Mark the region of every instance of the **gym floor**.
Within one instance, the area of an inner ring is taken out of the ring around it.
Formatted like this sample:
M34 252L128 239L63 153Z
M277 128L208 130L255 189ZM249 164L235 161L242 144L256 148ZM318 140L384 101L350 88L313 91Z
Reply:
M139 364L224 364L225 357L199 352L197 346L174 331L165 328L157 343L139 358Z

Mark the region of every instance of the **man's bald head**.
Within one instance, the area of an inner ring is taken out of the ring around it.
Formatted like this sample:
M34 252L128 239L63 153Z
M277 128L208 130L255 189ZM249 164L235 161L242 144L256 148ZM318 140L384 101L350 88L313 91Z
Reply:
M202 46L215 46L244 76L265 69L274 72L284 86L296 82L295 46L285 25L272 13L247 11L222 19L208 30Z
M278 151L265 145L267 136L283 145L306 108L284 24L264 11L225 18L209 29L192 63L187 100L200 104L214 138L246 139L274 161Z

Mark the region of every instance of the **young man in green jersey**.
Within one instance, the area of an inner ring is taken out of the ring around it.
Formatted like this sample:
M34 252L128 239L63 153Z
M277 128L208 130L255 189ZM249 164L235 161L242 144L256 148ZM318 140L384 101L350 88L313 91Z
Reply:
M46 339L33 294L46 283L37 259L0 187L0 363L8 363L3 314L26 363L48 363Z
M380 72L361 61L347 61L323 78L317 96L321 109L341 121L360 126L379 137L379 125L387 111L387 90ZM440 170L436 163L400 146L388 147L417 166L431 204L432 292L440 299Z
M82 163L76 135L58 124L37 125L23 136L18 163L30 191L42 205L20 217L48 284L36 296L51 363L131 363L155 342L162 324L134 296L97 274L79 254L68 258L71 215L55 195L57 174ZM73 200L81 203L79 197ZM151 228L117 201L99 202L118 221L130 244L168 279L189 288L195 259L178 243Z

* Required action
Select all lines with the word "every" from the entries above.

* Response area
Mark the region of every instance of the **gym floor**.
Mark the region of every instance of the **man's bald head**.
Mark the region of every instance of the **young man in green jersey**.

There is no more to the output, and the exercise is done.